Directions
Reproduce every line of the records below, changing nothing.

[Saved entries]
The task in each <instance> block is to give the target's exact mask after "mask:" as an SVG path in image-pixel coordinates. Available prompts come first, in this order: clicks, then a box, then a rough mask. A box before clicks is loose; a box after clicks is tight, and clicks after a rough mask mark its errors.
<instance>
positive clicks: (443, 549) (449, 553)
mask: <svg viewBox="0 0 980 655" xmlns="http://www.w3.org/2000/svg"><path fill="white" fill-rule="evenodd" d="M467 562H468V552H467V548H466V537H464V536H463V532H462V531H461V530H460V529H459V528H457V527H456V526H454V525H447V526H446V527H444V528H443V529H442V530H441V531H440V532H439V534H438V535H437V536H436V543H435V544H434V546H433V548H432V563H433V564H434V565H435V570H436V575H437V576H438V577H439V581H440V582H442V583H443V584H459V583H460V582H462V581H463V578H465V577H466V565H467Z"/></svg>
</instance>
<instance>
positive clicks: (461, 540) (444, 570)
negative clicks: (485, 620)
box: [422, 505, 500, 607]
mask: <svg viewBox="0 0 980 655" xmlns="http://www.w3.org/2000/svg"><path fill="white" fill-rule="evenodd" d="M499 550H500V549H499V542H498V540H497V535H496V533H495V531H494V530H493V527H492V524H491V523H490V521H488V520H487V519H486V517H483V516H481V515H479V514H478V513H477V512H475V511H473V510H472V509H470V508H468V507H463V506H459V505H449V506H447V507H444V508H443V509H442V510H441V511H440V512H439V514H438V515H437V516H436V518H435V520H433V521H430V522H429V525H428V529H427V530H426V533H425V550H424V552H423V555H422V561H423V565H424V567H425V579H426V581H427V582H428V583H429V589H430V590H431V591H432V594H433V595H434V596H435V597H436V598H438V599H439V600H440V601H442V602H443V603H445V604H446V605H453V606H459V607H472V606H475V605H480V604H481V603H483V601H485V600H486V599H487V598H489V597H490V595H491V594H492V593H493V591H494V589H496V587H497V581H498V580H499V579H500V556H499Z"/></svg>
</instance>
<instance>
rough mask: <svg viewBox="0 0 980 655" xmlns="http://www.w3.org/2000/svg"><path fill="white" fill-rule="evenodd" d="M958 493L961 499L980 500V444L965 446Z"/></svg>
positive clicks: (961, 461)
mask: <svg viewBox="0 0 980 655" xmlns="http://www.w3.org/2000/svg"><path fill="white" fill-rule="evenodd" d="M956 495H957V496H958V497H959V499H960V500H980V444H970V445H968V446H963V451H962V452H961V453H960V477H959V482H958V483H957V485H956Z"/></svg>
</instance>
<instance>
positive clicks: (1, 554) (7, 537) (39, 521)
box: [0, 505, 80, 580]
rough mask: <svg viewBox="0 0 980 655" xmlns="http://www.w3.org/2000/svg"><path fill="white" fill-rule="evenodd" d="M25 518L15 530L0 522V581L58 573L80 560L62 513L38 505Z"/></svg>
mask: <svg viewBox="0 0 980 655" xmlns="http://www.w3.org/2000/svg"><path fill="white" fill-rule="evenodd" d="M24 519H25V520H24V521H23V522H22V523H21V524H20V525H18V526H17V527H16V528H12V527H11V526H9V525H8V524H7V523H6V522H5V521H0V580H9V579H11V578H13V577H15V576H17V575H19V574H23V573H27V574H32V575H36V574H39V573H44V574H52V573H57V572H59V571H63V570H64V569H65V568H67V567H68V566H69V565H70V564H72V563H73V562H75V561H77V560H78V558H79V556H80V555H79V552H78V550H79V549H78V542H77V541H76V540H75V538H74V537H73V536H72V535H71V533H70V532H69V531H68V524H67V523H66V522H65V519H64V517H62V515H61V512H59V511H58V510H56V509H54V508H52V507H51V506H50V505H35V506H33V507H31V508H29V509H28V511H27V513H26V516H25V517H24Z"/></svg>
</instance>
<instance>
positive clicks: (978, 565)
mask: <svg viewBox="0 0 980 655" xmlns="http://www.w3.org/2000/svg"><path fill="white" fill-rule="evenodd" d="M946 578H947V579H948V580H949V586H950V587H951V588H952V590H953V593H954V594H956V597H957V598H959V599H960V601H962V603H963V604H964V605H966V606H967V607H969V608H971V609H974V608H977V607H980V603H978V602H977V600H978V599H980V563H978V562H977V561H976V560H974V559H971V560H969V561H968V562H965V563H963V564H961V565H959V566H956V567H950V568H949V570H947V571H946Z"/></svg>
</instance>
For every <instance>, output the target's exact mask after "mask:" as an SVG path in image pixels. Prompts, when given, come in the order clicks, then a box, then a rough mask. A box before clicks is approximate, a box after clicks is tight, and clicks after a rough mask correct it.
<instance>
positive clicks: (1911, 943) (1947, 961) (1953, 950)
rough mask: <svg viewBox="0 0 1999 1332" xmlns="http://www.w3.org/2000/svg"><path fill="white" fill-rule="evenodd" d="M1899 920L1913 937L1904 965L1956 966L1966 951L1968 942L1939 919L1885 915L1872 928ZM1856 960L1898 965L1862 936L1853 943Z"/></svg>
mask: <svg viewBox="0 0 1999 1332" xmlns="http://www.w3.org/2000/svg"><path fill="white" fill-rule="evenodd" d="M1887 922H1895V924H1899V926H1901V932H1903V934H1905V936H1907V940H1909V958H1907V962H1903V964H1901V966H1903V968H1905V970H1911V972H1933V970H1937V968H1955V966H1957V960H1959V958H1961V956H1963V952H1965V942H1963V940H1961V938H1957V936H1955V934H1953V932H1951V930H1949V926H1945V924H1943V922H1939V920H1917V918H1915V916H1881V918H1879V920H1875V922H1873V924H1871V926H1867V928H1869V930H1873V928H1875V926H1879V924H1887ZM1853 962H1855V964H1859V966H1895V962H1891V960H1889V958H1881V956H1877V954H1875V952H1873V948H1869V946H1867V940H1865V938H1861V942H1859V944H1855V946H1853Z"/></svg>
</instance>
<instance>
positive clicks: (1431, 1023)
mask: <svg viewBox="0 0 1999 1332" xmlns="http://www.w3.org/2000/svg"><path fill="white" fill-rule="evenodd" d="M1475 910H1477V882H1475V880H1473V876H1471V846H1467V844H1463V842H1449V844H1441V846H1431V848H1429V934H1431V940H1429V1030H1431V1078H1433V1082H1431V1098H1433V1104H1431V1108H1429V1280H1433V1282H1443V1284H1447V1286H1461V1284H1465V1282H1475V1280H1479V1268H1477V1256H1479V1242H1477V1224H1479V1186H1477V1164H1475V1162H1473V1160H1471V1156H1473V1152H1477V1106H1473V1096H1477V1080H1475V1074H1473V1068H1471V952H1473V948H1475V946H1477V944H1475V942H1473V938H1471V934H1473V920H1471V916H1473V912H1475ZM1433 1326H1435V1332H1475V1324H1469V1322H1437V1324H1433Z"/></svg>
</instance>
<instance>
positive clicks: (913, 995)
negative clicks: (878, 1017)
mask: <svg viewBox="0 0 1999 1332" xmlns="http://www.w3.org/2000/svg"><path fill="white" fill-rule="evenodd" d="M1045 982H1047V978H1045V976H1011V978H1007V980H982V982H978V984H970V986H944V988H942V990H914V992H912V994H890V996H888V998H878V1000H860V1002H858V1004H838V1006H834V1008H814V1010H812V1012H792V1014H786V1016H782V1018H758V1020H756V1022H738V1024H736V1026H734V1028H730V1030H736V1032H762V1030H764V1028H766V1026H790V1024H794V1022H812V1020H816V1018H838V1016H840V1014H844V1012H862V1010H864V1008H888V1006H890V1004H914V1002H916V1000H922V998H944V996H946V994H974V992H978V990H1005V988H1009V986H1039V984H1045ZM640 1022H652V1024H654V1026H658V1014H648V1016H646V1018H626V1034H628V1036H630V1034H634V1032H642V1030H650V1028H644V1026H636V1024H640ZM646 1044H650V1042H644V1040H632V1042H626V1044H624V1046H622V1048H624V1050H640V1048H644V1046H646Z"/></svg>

Exercise answer
The task in each <instance> block is to give the target's exact mask after "mask:" as an SVG path in image-pixel coordinates. Available prompts come first, in this order: clicks, then a box, then a rough mask. A box before clicks is loose; a box after clicks is tight, and clicks after a rough mask mark its errors.
<instance>
positive clicks: (443, 549) (449, 553)
mask: <svg viewBox="0 0 980 655" xmlns="http://www.w3.org/2000/svg"><path fill="white" fill-rule="evenodd" d="M467 562H468V552H467V548H466V537H464V536H463V532H462V531H461V530H460V529H459V528H457V527H456V526H454V525H447V526H446V527H444V528H443V529H442V530H441V531H440V532H439V534H438V535H437V536H436V543H435V544H434V546H433V548H432V563H433V564H434V565H435V570H436V575H437V576H438V577H439V581H440V582H442V583H443V584H459V583H460V582H462V581H463V578H465V577H466V565H467Z"/></svg>
</instance>
<instance>
positive clicks: (461, 540) (444, 570)
negative clicks: (485, 620)
box: [422, 505, 500, 607]
mask: <svg viewBox="0 0 980 655" xmlns="http://www.w3.org/2000/svg"><path fill="white" fill-rule="evenodd" d="M499 550H500V549H499V542H498V540H497V535H496V533H495V531H494V530H493V527H492V524H491V523H490V521H488V520H487V519H486V517H483V516H481V515H479V514H478V513H477V512H475V511H473V510H472V509H470V508H468V507H463V506H459V505H449V506H447V507H444V508H443V509H442V510H441V511H440V512H439V514H438V515H437V516H436V518H435V520H433V521H430V522H429V525H428V529H427V530H426V533H425V550H424V552H423V555H422V561H423V565H424V567H425V579H426V581H427V582H428V583H429V589H430V590H431V591H432V594H433V595H434V596H435V597H436V598H438V599H439V600H440V601H442V602H443V603H445V604H446V605H453V606H459V607H472V606H475V605H480V604H481V603H483V601H485V600H486V599H487V598H489V597H490V595H491V594H492V593H493V591H494V589H496V587H497V581H498V580H499V579H500V556H499Z"/></svg>
</instance>
<instance>
rough mask: <svg viewBox="0 0 980 655" xmlns="http://www.w3.org/2000/svg"><path fill="white" fill-rule="evenodd" d="M958 493L961 499L980 500V444L965 446Z"/></svg>
positive clicks: (961, 461)
mask: <svg viewBox="0 0 980 655" xmlns="http://www.w3.org/2000/svg"><path fill="white" fill-rule="evenodd" d="M956 495H957V496H958V497H959V499H960V500H980V444H970V445H968V446H963V451H962V452H961V453H960V477H959V482H958V483H957V485H956Z"/></svg>
</instance>
<instance>
positive clicks: (1, 554) (7, 537) (39, 521)
box: [0, 505, 80, 580]
rough mask: <svg viewBox="0 0 980 655" xmlns="http://www.w3.org/2000/svg"><path fill="white" fill-rule="evenodd" d="M25 518L15 530L0 522V581L58 573L80 560L62 513L38 505Z"/></svg>
mask: <svg viewBox="0 0 980 655" xmlns="http://www.w3.org/2000/svg"><path fill="white" fill-rule="evenodd" d="M24 519H25V520H24V521H23V522H22V523H21V524H20V525H18V526H17V527H16V528H12V527H11V526H9V525H8V524H7V523H6V522H5V521H0V580H9V579H11V578H13V577H15V576H17V575H19V574H23V573H27V574H32V575H36V574H39V573H44V574H52V573H57V572H59V571H63V570H64V569H65V568H67V567H68V566H69V565H70V564H72V563H73V562H75V561H77V560H78V558H79V556H80V555H79V552H78V550H79V549H78V542H77V541H76V540H75V538H74V537H73V536H72V535H71V533H70V532H69V531H68V524H67V523H66V522H65V519H64V517H62V515H61V512H59V511H58V510H56V509H54V508H52V507H51V506H50V505H35V506H33V507H31V508H29V509H28V511H27V513H26V516H25V517H24Z"/></svg>
</instance>
<instance>
positive clicks: (978, 565)
mask: <svg viewBox="0 0 980 655" xmlns="http://www.w3.org/2000/svg"><path fill="white" fill-rule="evenodd" d="M946 578H947V579H948V580H949V586H950V587H951V588H952V590H953V593H954V594H956V597H957V598H959V599H960V601H962V603H963V604H964V605H966V606H967V607H969V608H971V609H974V608H977V607H980V603H978V602H977V600H978V599H980V563H978V562H977V561H976V560H974V559H971V560H969V561H968V562H965V563H963V564H961V565H959V566H956V567H950V568H949V570H947V571H946Z"/></svg>
</instance>
For every <instance>, output the target's exact mask after "mask:" as an SVG path in image pixels. Prompts, when given, come in the order clicks, then a box, then a rough mask. A box before clicks is approximate, a box after clicks is tight, and clicks after a rough mask correct it.
<instance>
positive clicks: (1911, 943) (1947, 961) (1953, 950)
rough mask: <svg viewBox="0 0 1999 1332" xmlns="http://www.w3.org/2000/svg"><path fill="white" fill-rule="evenodd" d="M1899 920L1913 937L1904 965L1956 966L1966 951L1968 942L1939 919L1885 915L1872 928ZM1856 960L1898 965L1862 936L1853 943Z"/></svg>
mask: <svg viewBox="0 0 1999 1332" xmlns="http://www.w3.org/2000/svg"><path fill="white" fill-rule="evenodd" d="M1887 922H1895V924H1899V926H1901V932H1903V934H1905V936H1907V940H1909V958H1907V962H1903V964H1901V966H1903V968H1905V970H1911V972H1933V970H1937V968H1955V966H1957V960H1959V958H1961V956H1963V952H1965V942H1963V940H1961V938H1957V936H1955V934H1953V932H1951V930H1949V926H1945V924H1943V922H1939V920H1917V918H1915V916H1881V918H1879V920H1875V922H1873V924H1871V926H1867V928H1869V930H1873V928H1875V926H1879V924H1887ZM1853 962H1855V964H1859V966H1895V962H1891V960H1889V958H1881V956H1877V954H1875V952H1873V948H1869V946H1867V940H1865V938H1861V942H1859V944H1855V946H1853Z"/></svg>
</instance>
<instance>
positive clicks: (1431, 1023)
mask: <svg viewBox="0 0 1999 1332" xmlns="http://www.w3.org/2000/svg"><path fill="white" fill-rule="evenodd" d="M1475 910H1477V882H1475V880H1473V876H1471V846H1467V844H1463V842H1449V844H1441V846H1431V848H1429V934H1431V940H1429V1030H1431V1078H1433V1082H1431V1098H1433V1104H1431V1108H1429V1280H1433V1282H1443V1284H1447V1286H1461V1284H1465V1282H1475V1280H1479V1268H1477V1256H1479V1242H1477V1224H1479V1186H1477V1164H1475V1162H1473V1160H1471V1156H1473V1152H1477V1106H1473V1096H1477V1080H1475V1074H1473V1068H1471V952H1473V948H1475V946H1477V944H1475V942H1473V938H1471V934H1473V920H1471V916H1473V912H1475ZM1433 1326H1435V1332H1475V1324H1469V1322H1437V1324H1433Z"/></svg>
</instance>
<instance>
positive clicks: (913, 995)
negative clicks: (878, 1017)
mask: <svg viewBox="0 0 1999 1332" xmlns="http://www.w3.org/2000/svg"><path fill="white" fill-rule="evenodd" d="M1045 982H1047V978H1045V976H1011V978H1007V980H982V982H978V984H970V986H944V988H942V990H914V992H912V994H890V996H888V998H878V1000H860V1002H858V1004H838V1006H834V1008H814V1010H812V1012H792V1014H786V1016H782V1018H758V1020H756V1022H738V1024H736V1026H734V1028H730V1030H736V1032H762V1030H764V1028H766V1026H790V1024H794V1022H812V1020H816V1018H838V1016H840V1014H844V1012H862V1010H864V1008H888V1006H890V1004H914V1002H916V1000H922V998H944V996H946V994H974V992H978V990H1005V988H1009V986H1039V984H1045ZM640 1022H652V1024H654V1026H658V1014H648V1016H646V1018H626V1034H628V1036H630V1034H634V1032H642V1030H650V1028H644V1026H636V1024H640ZM646 1044H650V1042H644V1040H632V1042H626V1044H624V1046H622V1048H624V1050H640V1048H644V1046H646Z"/></svg>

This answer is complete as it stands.